# Request
Copy every line of the records below, requests included, and shift each bounding box coordinate in the answers up by 148.
— Start Input material —
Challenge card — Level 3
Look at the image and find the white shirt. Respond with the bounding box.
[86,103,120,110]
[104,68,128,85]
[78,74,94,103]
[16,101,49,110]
— End Input material —
# Result for this task
Challenge card — Level 3
Look at the image and find the white shirt. Respond with the bounding box.
[234,251,268,258]
[252,216,276,233]
[226,222,242,251]
[164,249,197,258]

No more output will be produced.